### PROBLEM DETAILS
Continue the journal entry about handing a bottle of water across the clinic fence, starting right after its last sentence.

### SELECTED TEXT
"For I was hungry and you gave me something to eat, I was thirsty and you gave me something to drink, I was a stranger and you invited me in" ~Matthew 25:35
This morning I was in the back yard of the clinic, writing in my journal and enjoying the brisk morning before the start of a new shift. As I was relaxing and thinking, the dogs next door started barking, announcing the arrival of 'intruders' in the back alley; and soon after, two middle aged women came into view, huffing and puffing. As they caught sight of me, one of the women came towards the fence, waving to catch my attention. She called out to me, asking if she could have a bottle of water. As God would have it, I had just gotten a bottle of water from a friend the night before, and was able to pass that on to this young woman. She went on her way with a whoop and a holler, running to catch up with her friend while at the same time yelling out what had happened to her. Though I wasn't too sure about her over-enthusiasm, I was clad that I could be a blessing to her.

### ENTRIES SUPPLIED
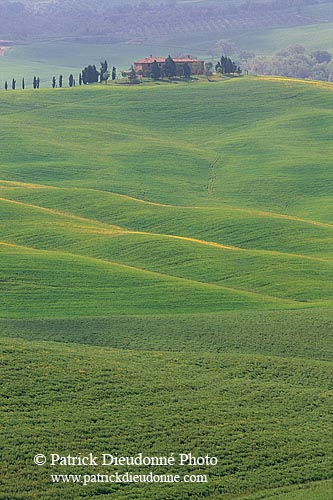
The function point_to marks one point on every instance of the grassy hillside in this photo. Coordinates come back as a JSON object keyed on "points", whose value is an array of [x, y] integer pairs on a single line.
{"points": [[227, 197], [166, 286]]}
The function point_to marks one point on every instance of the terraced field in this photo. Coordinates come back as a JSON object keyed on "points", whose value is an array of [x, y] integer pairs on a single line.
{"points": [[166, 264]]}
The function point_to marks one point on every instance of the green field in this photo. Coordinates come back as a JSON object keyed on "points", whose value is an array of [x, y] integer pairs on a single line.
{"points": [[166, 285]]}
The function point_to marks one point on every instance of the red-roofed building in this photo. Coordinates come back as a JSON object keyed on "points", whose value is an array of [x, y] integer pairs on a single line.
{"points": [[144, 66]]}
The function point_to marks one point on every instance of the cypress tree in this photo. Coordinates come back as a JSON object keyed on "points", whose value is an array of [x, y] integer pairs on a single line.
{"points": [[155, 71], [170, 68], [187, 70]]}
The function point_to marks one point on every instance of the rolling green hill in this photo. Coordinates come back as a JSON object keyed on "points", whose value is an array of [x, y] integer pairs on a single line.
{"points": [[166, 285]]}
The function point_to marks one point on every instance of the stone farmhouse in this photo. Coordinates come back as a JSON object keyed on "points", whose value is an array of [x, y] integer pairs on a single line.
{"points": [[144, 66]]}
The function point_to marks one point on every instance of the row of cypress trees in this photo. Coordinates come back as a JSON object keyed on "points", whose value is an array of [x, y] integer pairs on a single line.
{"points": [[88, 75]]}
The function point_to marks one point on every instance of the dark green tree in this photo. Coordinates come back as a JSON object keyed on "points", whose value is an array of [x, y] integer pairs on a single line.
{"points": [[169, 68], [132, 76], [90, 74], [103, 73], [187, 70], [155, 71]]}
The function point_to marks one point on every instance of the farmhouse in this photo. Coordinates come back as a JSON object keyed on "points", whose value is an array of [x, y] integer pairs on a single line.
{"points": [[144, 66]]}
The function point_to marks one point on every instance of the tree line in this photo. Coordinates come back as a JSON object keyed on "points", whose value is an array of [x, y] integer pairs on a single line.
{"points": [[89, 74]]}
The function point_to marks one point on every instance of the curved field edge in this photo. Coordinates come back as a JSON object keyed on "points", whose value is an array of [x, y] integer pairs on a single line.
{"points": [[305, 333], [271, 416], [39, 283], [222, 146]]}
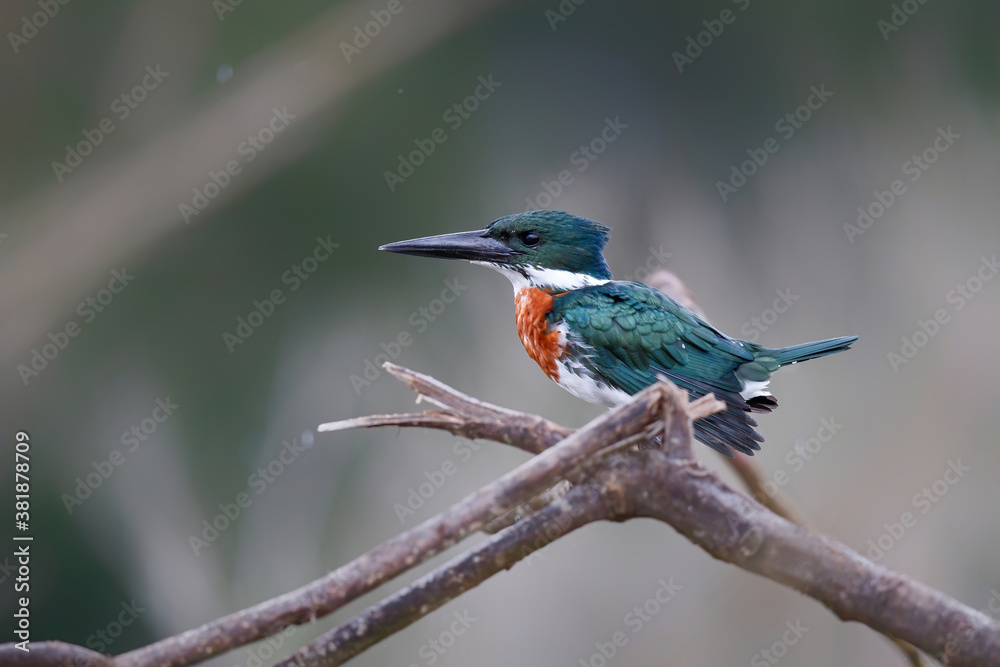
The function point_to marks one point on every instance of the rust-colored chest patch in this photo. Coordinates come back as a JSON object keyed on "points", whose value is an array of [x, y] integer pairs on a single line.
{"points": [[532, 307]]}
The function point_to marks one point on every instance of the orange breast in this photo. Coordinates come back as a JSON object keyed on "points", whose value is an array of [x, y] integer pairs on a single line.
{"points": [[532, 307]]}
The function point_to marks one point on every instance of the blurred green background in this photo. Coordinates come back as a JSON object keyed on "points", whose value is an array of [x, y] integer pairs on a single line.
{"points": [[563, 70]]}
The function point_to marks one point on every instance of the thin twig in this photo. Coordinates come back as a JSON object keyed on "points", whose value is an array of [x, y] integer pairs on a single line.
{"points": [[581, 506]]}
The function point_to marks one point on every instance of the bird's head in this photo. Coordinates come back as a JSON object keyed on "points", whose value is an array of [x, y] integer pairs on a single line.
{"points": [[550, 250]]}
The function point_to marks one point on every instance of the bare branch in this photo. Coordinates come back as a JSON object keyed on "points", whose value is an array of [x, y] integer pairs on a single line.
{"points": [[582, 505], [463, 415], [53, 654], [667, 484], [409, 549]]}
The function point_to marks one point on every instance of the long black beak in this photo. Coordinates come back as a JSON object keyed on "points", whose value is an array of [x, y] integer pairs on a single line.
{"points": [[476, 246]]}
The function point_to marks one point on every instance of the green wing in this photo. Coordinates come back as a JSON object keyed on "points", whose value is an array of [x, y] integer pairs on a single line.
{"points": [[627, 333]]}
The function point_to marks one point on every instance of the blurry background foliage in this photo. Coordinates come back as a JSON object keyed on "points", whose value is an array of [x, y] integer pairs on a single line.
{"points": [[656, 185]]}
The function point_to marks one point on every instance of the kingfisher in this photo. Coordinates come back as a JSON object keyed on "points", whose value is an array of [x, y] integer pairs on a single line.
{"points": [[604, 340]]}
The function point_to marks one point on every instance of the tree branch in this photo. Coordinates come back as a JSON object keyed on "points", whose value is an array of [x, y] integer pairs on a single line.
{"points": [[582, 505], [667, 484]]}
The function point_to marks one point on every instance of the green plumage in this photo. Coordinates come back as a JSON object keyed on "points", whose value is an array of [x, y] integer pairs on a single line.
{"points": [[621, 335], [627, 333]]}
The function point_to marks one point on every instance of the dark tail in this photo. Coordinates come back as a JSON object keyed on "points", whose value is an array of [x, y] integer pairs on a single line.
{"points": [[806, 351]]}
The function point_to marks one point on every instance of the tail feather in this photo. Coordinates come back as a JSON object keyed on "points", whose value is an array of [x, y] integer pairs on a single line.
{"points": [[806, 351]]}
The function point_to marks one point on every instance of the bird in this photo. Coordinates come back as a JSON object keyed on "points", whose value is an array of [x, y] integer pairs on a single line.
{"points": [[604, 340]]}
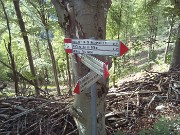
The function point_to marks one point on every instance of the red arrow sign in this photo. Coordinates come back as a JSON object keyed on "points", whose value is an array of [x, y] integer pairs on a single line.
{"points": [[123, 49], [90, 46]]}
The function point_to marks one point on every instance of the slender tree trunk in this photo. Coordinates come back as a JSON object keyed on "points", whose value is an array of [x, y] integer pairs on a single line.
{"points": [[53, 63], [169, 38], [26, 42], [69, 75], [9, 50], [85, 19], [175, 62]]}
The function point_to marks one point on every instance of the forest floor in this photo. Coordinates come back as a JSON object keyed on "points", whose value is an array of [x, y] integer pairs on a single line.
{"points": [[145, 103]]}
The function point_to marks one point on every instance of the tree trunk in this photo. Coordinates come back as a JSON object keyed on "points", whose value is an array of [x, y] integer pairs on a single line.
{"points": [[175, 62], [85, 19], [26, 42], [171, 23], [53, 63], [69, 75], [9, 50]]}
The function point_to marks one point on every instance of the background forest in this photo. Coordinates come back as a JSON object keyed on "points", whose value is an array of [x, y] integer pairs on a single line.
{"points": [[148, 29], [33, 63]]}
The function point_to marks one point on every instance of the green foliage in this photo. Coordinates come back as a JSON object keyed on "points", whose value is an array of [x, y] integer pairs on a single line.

* * *

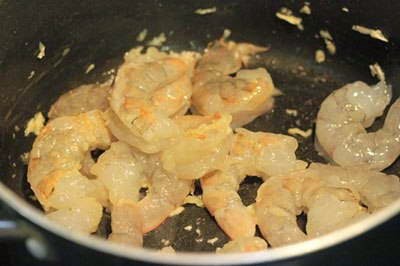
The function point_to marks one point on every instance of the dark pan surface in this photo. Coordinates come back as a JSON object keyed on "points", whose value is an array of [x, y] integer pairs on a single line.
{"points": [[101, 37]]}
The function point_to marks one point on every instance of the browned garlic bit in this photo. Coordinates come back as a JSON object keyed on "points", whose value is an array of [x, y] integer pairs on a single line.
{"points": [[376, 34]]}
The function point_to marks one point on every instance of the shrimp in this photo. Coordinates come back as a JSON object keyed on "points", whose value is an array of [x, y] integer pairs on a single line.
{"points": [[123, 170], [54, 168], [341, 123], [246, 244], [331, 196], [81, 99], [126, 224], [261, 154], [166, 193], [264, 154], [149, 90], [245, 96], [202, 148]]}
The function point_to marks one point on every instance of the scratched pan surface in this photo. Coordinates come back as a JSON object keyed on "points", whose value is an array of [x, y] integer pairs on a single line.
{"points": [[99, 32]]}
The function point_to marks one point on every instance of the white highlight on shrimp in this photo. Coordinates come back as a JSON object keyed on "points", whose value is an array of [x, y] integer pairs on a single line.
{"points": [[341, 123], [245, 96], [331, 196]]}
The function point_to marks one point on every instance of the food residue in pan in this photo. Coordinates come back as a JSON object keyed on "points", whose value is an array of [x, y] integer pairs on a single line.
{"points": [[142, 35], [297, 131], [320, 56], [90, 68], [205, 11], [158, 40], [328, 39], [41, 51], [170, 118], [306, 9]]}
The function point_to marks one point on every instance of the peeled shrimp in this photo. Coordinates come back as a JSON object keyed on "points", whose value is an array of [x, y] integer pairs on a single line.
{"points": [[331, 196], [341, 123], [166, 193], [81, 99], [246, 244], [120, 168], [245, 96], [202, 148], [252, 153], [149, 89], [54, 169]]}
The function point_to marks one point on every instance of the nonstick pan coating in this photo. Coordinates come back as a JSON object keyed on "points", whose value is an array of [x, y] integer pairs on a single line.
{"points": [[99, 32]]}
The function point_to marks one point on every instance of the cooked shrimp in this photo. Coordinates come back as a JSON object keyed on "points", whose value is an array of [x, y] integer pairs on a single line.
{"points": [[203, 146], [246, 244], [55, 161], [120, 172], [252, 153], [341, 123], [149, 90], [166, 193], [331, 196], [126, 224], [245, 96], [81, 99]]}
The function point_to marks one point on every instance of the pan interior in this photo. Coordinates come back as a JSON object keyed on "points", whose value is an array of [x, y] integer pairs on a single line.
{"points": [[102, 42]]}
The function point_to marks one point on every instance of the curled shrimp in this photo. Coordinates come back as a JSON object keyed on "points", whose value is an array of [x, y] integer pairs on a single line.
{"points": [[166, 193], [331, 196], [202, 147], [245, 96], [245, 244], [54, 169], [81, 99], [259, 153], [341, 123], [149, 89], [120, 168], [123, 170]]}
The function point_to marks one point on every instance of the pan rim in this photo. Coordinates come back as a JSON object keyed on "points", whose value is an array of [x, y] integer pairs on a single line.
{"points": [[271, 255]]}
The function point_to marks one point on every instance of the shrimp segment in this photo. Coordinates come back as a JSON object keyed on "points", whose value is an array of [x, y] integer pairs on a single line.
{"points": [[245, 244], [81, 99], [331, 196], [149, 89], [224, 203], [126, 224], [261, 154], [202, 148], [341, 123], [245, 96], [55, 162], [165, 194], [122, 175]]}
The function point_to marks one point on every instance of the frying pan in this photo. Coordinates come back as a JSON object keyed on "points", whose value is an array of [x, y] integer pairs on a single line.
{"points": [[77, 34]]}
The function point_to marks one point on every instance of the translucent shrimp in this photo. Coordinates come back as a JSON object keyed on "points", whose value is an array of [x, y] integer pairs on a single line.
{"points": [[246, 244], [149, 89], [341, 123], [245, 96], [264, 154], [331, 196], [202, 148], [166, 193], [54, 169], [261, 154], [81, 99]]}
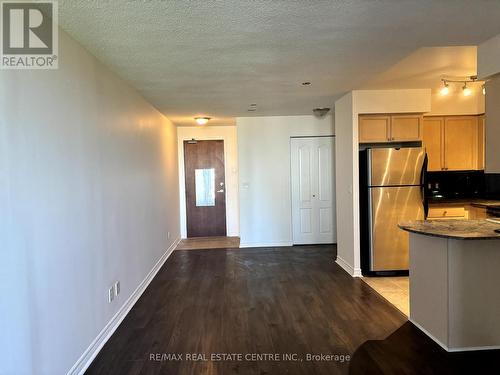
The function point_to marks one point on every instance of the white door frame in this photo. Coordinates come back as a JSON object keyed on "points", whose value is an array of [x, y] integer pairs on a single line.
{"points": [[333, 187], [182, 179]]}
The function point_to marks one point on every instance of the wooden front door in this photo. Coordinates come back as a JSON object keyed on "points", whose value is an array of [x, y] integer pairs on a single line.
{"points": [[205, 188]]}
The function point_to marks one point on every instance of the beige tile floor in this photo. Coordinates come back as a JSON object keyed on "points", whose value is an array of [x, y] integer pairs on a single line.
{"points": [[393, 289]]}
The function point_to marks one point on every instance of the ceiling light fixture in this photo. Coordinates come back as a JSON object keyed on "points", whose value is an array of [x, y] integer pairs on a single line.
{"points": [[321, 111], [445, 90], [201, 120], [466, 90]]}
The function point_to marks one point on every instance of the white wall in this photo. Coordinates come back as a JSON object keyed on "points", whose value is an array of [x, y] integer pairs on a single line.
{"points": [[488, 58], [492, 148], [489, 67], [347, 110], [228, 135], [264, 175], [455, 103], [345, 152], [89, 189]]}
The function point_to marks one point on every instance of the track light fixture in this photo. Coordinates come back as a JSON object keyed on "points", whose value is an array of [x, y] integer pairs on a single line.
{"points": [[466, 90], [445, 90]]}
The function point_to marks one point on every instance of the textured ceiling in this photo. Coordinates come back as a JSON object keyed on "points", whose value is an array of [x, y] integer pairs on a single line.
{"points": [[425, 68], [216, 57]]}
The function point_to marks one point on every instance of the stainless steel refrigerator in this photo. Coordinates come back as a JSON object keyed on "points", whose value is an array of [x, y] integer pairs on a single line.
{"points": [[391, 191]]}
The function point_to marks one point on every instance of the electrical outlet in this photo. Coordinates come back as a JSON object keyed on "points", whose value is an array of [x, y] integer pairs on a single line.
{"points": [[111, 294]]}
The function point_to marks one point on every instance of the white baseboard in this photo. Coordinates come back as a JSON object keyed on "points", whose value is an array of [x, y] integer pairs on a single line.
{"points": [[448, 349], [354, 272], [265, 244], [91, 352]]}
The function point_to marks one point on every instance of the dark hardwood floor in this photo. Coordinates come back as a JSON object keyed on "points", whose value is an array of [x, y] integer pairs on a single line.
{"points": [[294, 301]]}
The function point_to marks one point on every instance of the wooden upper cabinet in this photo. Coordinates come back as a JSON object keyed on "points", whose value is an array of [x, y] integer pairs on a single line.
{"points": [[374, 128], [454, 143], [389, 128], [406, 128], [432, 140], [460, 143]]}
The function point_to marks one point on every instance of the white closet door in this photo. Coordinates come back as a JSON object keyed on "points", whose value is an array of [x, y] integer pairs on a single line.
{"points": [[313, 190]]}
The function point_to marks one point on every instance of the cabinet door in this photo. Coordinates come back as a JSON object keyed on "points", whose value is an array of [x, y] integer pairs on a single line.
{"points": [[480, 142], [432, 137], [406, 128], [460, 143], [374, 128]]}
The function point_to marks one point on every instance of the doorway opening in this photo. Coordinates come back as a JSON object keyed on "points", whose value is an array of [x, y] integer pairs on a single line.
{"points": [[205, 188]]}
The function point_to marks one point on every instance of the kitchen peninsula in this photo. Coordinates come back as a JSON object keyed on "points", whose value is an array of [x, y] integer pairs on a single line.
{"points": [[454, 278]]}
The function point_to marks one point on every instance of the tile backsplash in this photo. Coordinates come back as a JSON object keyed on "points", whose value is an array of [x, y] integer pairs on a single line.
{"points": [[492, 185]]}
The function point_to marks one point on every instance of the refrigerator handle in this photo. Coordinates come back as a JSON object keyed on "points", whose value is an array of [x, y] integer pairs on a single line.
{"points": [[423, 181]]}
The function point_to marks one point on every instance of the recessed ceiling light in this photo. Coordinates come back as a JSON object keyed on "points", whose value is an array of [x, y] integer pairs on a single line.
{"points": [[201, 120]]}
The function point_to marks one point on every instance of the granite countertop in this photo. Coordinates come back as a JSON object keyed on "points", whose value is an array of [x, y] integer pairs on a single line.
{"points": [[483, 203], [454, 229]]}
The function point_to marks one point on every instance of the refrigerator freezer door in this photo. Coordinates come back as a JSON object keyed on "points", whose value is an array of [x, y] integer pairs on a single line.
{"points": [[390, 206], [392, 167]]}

### ANSWER BELOW
But, just a couple of minutes later, I saw this same woman shooting up in the alley behind the clinic. In that moment, I doubted whether I should have shared the water with her, if my gift had meant anything at all to her, if she had just been seeing if she could take advantage of me in some way. So quickly did my attitude change from open and giving to closed and suspicious, all based on the fact that now I knew about her drug addiction (which should have instead alerted me to the fact that here was another person in need of love).
This made me think. My first reaction was that I had done something wrong in giving the water. But then I realized that, in reality, God doesn't say much about the recipient's use of what we give them, He seems to focus more on our attitude of generosity, that we take joy in giving to others what He has shared with us, that we overflow with the love that He has given us. My responsibility is not to control how others use what I can give; my responsibility is to live with open hands, remembering that all I have is a result of God's generosity towards me.